[Exercise input Boundary: Start]
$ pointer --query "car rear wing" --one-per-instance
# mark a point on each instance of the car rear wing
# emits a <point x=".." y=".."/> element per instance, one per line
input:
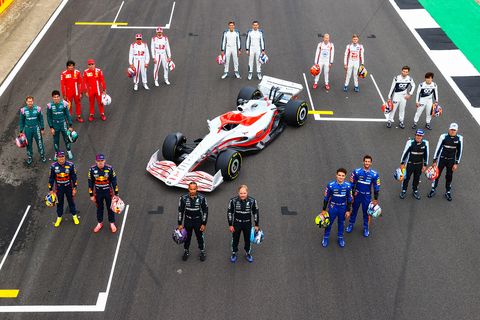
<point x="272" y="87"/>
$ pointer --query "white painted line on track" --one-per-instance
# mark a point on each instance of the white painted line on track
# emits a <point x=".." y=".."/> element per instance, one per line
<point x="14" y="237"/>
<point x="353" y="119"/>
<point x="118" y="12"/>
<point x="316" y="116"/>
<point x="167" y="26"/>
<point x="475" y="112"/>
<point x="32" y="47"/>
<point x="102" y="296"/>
[Exercise input Boundary: End]
[Exercise input Boundary: Start]
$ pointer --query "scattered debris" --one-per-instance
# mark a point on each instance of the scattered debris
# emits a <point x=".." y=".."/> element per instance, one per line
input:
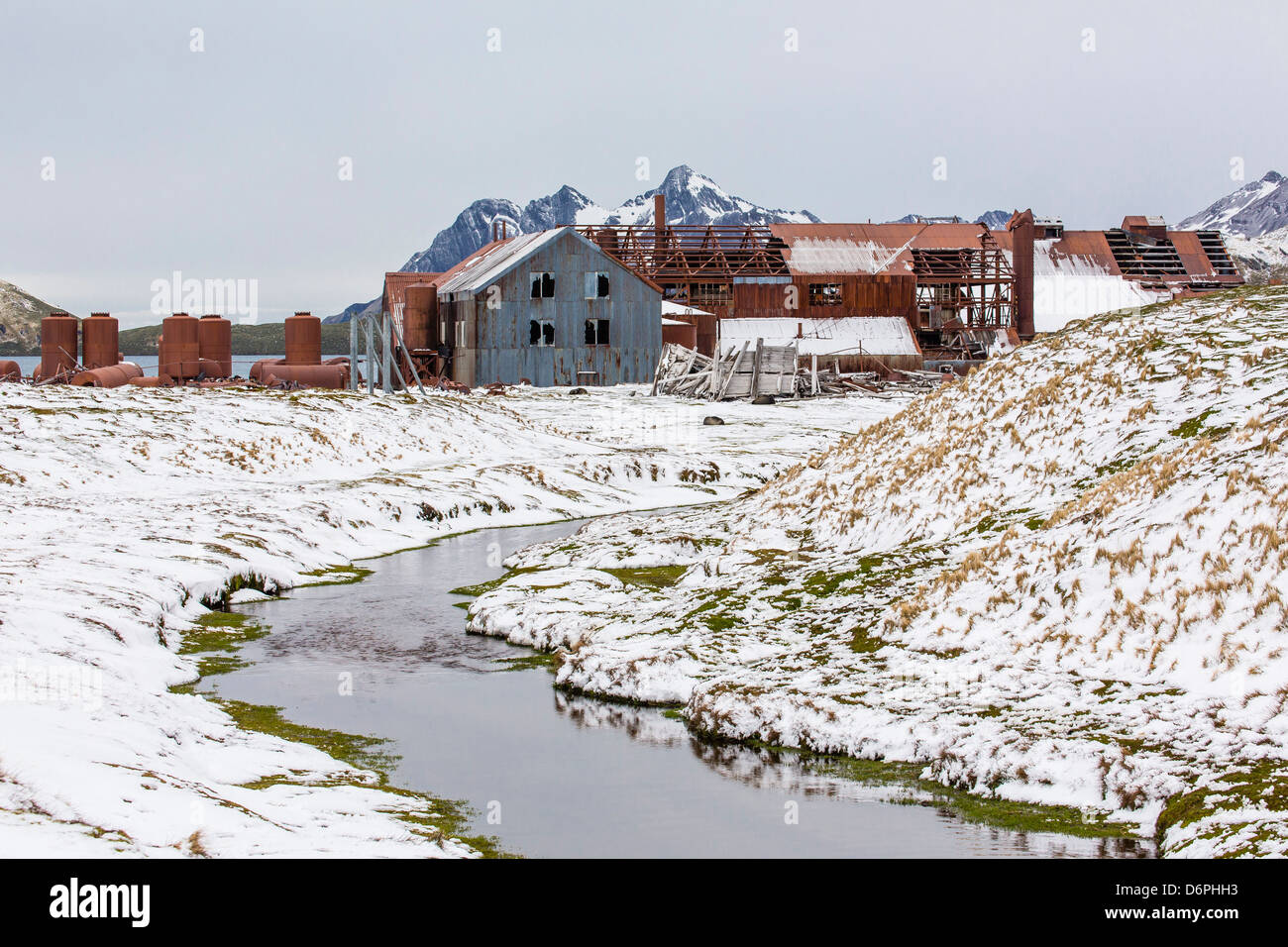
[Exercise input Boundary: End]
Pull every line containing "white" out of the records.

$ pointer --query "white painted line on track" --one-per-instance
# mark a point on each instance of the white painted line on track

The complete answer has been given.